## [THE REQUEST]
Can you output everything from the line containing "Give the outline of every instance of the sand." down to the line containing "[[[86,166],[76,145],[39,124],[0,128],[0,197],[92,197],[77,176]]]", both included, as a JSON list of strings with one string per line and no blank lines?

## [DATA TO USE]

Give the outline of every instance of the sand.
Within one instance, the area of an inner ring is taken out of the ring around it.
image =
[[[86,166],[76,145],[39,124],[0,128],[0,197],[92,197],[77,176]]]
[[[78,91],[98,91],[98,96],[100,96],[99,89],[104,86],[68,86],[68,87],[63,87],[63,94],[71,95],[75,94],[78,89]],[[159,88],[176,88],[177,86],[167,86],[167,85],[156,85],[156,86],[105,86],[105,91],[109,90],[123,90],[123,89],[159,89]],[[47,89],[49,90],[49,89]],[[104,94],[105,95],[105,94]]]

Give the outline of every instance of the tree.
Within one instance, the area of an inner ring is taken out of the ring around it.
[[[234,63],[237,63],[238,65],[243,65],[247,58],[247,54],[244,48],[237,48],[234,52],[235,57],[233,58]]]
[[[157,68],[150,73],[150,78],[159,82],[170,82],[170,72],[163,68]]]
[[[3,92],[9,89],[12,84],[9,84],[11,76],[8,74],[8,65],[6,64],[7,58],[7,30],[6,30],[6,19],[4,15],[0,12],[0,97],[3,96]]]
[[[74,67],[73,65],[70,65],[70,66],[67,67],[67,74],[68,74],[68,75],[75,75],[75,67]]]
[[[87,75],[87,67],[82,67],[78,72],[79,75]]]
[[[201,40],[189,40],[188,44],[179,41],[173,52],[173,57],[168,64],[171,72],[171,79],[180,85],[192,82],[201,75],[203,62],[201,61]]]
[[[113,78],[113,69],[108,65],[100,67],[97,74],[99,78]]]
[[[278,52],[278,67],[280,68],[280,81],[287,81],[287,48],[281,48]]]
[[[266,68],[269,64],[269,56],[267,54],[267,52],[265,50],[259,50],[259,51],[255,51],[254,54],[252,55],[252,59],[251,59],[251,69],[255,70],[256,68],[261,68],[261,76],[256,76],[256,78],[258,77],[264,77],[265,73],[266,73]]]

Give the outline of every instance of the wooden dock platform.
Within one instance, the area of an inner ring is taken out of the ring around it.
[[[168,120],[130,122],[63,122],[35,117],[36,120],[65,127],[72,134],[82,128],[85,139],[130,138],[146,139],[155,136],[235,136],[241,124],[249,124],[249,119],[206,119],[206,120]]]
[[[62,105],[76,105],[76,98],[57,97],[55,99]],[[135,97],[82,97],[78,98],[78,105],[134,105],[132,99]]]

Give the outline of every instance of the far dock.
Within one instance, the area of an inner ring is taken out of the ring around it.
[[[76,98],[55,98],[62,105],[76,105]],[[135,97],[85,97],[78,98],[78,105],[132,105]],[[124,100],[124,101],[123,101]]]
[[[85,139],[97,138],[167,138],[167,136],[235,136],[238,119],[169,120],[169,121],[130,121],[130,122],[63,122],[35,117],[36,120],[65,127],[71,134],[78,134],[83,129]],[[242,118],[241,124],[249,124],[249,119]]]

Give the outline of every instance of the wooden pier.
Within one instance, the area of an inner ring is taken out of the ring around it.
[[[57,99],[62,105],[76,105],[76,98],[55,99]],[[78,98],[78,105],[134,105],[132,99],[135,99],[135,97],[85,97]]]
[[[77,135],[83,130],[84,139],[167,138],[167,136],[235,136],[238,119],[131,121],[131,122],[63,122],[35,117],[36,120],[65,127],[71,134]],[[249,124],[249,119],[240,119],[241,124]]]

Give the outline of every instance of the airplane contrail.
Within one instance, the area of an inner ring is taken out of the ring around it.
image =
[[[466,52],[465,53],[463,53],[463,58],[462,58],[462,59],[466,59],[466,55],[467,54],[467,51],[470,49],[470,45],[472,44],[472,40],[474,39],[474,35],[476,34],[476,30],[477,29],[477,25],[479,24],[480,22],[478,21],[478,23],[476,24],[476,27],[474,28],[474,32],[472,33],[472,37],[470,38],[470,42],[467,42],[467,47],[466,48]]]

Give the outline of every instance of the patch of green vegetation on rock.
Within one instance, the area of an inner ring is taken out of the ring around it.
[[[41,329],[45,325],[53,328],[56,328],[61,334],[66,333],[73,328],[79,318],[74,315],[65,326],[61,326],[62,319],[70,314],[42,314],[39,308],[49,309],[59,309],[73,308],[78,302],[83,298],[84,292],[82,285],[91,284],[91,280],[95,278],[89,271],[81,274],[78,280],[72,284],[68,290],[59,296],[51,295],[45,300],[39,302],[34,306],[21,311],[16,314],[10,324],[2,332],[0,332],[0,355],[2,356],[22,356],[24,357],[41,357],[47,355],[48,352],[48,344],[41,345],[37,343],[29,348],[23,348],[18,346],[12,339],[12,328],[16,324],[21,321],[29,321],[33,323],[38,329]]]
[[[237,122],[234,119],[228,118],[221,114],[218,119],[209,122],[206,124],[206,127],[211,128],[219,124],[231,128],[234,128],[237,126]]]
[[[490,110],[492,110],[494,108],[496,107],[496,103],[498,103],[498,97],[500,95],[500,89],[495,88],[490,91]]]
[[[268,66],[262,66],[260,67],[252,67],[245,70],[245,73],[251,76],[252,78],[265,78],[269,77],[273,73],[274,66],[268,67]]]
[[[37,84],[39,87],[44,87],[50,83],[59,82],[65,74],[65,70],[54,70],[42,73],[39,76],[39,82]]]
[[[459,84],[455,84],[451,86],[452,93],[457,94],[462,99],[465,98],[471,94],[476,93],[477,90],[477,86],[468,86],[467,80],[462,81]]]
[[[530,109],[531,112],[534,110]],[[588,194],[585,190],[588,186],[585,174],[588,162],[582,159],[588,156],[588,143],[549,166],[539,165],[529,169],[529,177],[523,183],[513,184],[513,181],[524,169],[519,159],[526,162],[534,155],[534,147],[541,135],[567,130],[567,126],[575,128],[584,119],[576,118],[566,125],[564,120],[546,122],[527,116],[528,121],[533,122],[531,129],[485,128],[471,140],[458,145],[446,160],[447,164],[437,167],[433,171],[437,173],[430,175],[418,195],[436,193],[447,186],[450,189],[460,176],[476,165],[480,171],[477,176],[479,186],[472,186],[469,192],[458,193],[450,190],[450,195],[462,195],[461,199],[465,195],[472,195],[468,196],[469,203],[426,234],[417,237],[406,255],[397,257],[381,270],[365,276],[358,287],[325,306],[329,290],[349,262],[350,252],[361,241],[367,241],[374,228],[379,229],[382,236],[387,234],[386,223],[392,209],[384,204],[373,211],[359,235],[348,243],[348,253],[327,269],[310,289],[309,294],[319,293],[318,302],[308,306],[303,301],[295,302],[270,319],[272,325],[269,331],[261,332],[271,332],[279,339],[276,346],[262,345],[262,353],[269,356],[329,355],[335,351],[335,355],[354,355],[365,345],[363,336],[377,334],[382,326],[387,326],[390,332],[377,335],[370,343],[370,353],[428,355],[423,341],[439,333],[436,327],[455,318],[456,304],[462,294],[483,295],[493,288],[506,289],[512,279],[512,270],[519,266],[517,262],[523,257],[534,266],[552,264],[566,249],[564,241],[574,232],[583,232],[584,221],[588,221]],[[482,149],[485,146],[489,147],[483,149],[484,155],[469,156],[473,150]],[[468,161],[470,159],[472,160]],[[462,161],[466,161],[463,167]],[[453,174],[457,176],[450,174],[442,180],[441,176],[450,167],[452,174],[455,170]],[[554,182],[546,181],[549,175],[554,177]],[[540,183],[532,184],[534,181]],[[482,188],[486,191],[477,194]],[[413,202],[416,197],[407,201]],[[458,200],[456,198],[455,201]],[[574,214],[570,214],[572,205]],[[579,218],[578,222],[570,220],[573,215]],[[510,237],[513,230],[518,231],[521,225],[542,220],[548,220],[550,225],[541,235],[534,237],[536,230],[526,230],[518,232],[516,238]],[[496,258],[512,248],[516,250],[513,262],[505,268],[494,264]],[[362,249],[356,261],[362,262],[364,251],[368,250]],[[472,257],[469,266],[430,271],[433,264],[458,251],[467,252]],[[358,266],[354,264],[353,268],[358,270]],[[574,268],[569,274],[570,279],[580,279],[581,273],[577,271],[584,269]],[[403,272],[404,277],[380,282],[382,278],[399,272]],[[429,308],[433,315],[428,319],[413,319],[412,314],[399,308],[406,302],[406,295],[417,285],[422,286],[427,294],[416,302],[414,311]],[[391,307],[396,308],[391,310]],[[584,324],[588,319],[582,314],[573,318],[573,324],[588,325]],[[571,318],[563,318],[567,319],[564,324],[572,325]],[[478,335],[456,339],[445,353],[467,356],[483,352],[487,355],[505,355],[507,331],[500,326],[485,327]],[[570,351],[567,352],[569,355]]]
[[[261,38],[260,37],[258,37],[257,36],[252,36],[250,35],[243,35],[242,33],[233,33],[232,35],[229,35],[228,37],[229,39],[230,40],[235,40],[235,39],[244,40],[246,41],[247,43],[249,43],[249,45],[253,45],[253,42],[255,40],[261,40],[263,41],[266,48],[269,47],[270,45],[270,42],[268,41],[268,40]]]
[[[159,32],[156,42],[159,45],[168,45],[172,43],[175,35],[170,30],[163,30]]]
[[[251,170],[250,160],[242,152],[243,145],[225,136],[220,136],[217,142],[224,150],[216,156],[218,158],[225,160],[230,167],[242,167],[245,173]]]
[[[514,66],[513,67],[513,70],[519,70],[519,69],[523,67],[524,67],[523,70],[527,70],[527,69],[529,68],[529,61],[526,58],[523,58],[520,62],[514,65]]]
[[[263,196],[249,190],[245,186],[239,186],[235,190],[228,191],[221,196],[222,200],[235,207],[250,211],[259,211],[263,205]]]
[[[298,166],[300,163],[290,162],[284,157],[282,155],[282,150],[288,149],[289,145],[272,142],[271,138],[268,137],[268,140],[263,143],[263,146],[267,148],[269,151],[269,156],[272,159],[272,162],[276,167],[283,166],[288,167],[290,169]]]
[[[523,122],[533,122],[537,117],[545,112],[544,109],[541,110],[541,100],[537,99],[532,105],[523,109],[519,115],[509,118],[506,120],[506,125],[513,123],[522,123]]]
---
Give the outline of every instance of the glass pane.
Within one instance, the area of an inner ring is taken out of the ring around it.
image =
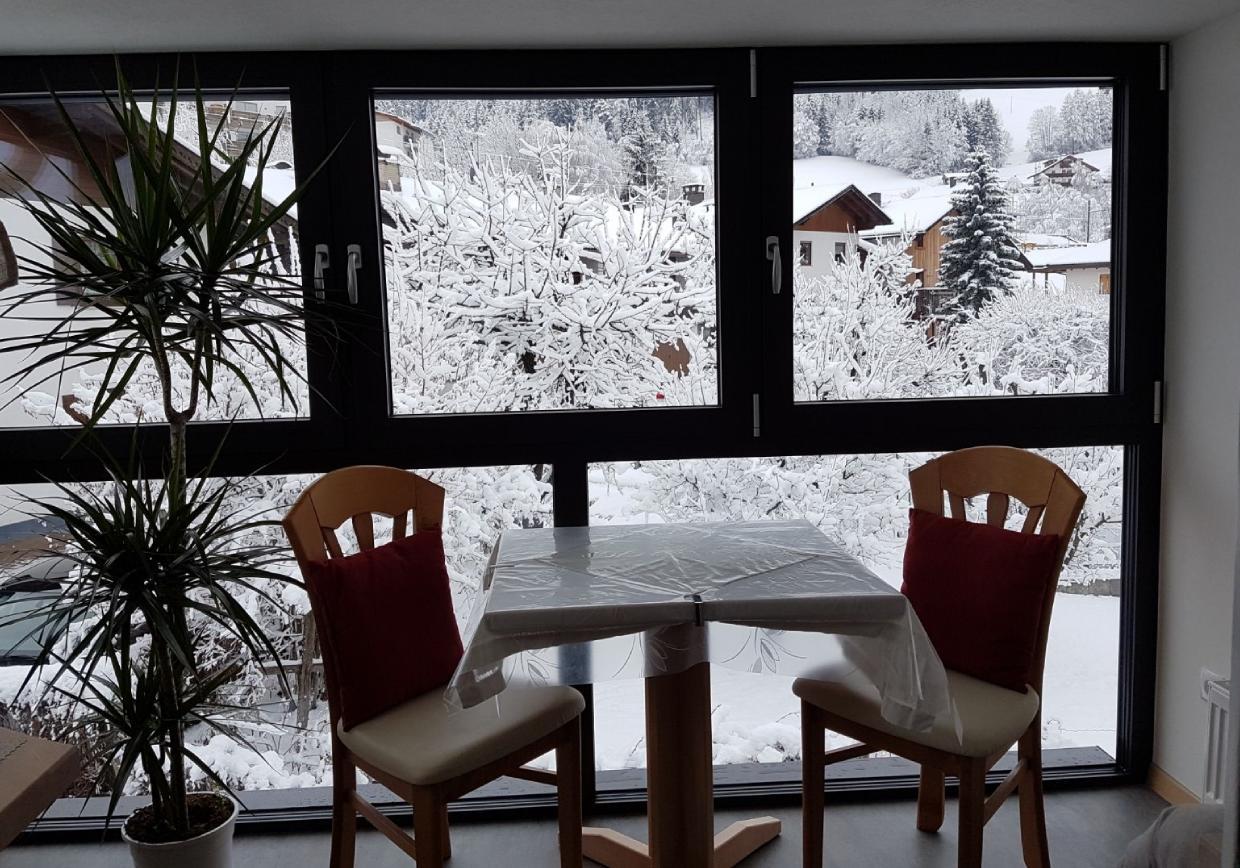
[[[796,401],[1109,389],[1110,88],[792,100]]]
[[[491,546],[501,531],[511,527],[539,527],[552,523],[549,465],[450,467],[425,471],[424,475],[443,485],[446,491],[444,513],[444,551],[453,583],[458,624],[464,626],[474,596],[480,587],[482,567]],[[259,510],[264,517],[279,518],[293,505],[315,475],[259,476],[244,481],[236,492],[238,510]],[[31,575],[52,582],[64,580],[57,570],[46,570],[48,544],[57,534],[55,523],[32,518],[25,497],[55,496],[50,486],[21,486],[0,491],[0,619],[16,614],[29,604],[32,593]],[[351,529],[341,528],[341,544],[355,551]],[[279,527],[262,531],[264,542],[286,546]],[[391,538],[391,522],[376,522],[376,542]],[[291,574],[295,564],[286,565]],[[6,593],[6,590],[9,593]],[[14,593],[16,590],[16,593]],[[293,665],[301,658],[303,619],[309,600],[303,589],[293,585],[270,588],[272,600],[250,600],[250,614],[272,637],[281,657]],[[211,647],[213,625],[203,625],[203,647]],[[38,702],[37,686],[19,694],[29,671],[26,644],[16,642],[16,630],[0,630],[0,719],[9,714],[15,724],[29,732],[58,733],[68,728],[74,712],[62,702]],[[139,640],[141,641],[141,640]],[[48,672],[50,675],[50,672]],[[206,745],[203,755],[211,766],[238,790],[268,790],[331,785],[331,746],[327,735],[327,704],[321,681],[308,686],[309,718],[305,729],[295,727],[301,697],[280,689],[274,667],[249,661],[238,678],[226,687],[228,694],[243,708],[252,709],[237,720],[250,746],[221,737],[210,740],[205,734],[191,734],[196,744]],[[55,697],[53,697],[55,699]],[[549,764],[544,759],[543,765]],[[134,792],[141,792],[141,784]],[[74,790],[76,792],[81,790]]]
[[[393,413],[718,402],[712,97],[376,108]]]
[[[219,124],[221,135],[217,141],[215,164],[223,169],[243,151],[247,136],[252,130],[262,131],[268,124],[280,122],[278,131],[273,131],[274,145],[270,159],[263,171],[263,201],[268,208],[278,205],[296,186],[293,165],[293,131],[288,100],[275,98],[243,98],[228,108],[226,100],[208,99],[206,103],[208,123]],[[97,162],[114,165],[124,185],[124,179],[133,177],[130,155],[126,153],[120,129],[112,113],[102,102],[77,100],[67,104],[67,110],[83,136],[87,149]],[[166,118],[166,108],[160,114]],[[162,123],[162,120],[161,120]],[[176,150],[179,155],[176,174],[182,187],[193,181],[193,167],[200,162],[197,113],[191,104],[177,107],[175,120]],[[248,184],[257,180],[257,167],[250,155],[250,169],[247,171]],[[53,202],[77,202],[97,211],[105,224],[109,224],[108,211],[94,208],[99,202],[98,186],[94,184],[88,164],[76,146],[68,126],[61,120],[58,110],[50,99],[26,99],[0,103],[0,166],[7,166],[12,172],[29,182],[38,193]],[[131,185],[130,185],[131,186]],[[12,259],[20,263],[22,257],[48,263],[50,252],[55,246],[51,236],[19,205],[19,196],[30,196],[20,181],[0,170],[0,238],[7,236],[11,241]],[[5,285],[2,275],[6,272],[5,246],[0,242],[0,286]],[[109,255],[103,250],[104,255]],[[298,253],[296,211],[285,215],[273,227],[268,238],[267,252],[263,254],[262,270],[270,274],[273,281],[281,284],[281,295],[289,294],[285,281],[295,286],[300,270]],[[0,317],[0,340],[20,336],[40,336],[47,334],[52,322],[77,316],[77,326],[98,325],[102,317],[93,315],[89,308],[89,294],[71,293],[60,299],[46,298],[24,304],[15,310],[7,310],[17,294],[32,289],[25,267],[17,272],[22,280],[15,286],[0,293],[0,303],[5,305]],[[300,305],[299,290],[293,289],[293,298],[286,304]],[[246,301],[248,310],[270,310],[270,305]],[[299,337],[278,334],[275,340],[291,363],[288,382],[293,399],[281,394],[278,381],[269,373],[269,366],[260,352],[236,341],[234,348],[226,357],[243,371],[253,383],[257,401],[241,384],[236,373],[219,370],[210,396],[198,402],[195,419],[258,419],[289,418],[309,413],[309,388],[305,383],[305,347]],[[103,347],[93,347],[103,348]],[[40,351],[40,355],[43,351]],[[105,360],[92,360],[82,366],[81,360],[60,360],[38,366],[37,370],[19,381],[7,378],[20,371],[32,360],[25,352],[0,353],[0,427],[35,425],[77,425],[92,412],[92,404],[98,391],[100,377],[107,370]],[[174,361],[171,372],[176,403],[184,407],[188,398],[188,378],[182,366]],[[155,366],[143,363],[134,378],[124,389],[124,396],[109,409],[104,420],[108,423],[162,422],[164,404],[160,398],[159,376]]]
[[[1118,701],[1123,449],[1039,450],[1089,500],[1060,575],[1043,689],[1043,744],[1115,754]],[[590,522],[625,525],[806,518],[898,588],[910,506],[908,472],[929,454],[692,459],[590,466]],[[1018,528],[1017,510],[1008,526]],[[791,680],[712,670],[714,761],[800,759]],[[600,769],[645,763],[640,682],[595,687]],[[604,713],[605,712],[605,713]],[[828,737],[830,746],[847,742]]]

## [WRITTEN SOLUTION]
[
  "Give the outline of every instance of the sand.",
  "Within one instance, the area of an inner ring is taken out of the ring around it.",
  "image =",
  "[[[86,166],[76,145],[39,124],[0,128],[0,197],[92,197],[77,176]]]"
]